**Work instructions**
Please turn the lines below into a numbered list, leaving out any blank lines.

**Rows**

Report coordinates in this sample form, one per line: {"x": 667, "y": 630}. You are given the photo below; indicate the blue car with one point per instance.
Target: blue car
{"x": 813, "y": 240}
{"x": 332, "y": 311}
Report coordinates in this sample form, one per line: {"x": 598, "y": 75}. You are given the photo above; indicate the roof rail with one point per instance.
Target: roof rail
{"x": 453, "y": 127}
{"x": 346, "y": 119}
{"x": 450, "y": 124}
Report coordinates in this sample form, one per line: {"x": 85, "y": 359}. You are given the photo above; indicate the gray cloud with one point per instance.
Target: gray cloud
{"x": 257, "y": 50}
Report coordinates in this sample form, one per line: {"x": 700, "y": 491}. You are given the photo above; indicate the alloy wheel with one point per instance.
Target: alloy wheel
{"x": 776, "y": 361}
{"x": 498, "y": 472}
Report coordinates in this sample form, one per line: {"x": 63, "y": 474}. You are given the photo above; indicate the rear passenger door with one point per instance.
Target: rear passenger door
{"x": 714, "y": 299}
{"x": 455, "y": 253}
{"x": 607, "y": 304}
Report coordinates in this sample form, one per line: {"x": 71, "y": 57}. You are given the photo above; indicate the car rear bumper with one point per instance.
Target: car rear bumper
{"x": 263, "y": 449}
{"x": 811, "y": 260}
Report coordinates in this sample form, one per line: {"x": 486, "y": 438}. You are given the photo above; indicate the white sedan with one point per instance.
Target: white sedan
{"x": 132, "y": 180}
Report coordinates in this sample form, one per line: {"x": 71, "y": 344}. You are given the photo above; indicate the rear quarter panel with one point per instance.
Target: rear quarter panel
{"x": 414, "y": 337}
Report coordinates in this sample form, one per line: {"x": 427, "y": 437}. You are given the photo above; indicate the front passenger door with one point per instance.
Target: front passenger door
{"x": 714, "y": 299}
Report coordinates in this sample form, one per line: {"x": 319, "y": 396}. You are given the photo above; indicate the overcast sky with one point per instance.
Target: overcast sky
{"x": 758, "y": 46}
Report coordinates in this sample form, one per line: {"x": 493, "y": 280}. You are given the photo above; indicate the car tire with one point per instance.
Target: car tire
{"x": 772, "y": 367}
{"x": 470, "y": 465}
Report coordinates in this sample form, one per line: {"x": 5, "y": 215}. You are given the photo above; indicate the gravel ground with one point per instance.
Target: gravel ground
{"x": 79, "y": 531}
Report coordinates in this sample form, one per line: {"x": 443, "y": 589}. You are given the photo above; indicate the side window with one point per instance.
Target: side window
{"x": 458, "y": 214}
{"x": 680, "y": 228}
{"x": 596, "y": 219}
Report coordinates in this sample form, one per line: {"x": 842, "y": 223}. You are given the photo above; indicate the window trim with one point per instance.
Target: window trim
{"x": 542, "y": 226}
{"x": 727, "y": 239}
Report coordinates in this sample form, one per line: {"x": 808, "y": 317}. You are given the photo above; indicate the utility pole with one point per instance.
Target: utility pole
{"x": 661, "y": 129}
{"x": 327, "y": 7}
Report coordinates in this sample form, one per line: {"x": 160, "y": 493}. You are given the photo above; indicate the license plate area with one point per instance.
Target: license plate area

**Written reply**
1. Report coordinates in this sample form, one per line: {"x": 667, "y": 630}. You are given the photo below; indicate the blue car with one point per instance.
2. Target: blue car
3. {"x": 813, "y": 240}
4. {"x": 332, "y": 311}
5. Report coordinates in this sample form, one per line: {"x": 598, "y": 75}. You are given the photo above; indicate the roof rail with one point per instance.
6. Target: roof rail
7. {"x": 453, "y": 127}
8. {"x": 346, "y": 119}
9. {"x": 450, "y": 124}
10. Report coordinates in this sample form, one per line: {"x": 85, "y": 359}. You are given the photo above; indicate the gray cloud with one point per instance.
11. Target: gray cloud
12. {"x": 257, "y": 50}
13. Report coordinates in this sample form, one per line: {"x": 700, "y": 491}. You are given the photo above; indicate the alloy wheel with one point per instance.
14. Target: alloy wheel
15. {"x": 776, "y": 361}
16. {"x": 498, "y": 472}
17. Report coordinates in this sample form, one per line: {"x": 63, "y": 474}. You are given the photo above; indicate the rear passenger door with one point per instance.
18. Target: rear passenger door
19. {"x": 714, "y": 299}
20. {"x": 455, "y": 253}
21. {"x": 607, "y": 304}
22. Report coordinates in this sample form, one per line: {"x": 71, "y": 57}. You are given the photo above; indicate the car rear bumper with one point per instance.
23. Target: car rear bumper
24. {"x": 263, "y": 449}
25. {"x": 811, "y": 260}
26. Report coordinates in this sample form, one per line: {"x": 486, "y": 438}. You are given the photo above; indicate the white sedan with one point per instance.
27. Target: white sedan
28. {"x": 132, "y": 180}
29. Report coordinates in this sample form, one per line: {"x": 71, "y": 344}. You are given the photo above; indicate the rear quarter panel with one point per instance.
30. Target: rear quarter panel
31. {"x": 414, "y": 337}
32. Report coordinates in this sample form, one per line: {"x": 427, "y": 437}. You are given the photo above; indicate the front passenger door with one point per instance.
33. Target: front passenger door
34. {"x": 714, "y": 299}
35. Report coordinates in this sample form, one per line: {"x": 319, "y": 396}. You are given the photo above; indicate the overcast sky with one point per instance.
36. Target: overcast sky
37. {"x": 758, "y": 46}
38. Report coordinates in this sample form, one per line: {"x": 493, "y": 280}. You are given the photo above; indicate the car tire with one point per instance.
39. Target: car tire
40. {"x": 772, "y": 367}
41. {"x": 470, "y": 465}
42. Report coordinates in this sample form, one per line: {"x": 5, "y": 215}. You are given the photo above; indicate the gravel ground with one point per instance.
43. Target: gravel ground
44. {"x": 79, "y": 531}
45. Report coordinates in this sample form, one per line: {"x": 443, "y": 589}. You are given the photo above; indicate the side window with one point per instance.
46. Target: side window
47. {"x": 458, "y": 214}
48. {"x": 680, "y": 228}
49. {"x": 596, "y": 219}
50. Report coordinates in this sample form, one per line: {"x": 842, "y": 223}. You are given the photo above; indicate the window trim with one point per instance.
51. Target: window trim
52. {"x": 542, "y": 226}
53. {"x": 727, "y": 239}
54. Report coordinates in this sample form, one per line: {"x": 808, "y": 317}. You are given the photo above; indicate the utility pole with one point per instance.
55. Target: utility pole
56. {"x": 661, "y": 129}
57. {"x": 327, "y": 7}
58. Report coordinates in this sample form, one per line: {"x": 160, "y": 493}. You are given the photo above; indicate the license plate area with one point per instance.
59. Target: license plate area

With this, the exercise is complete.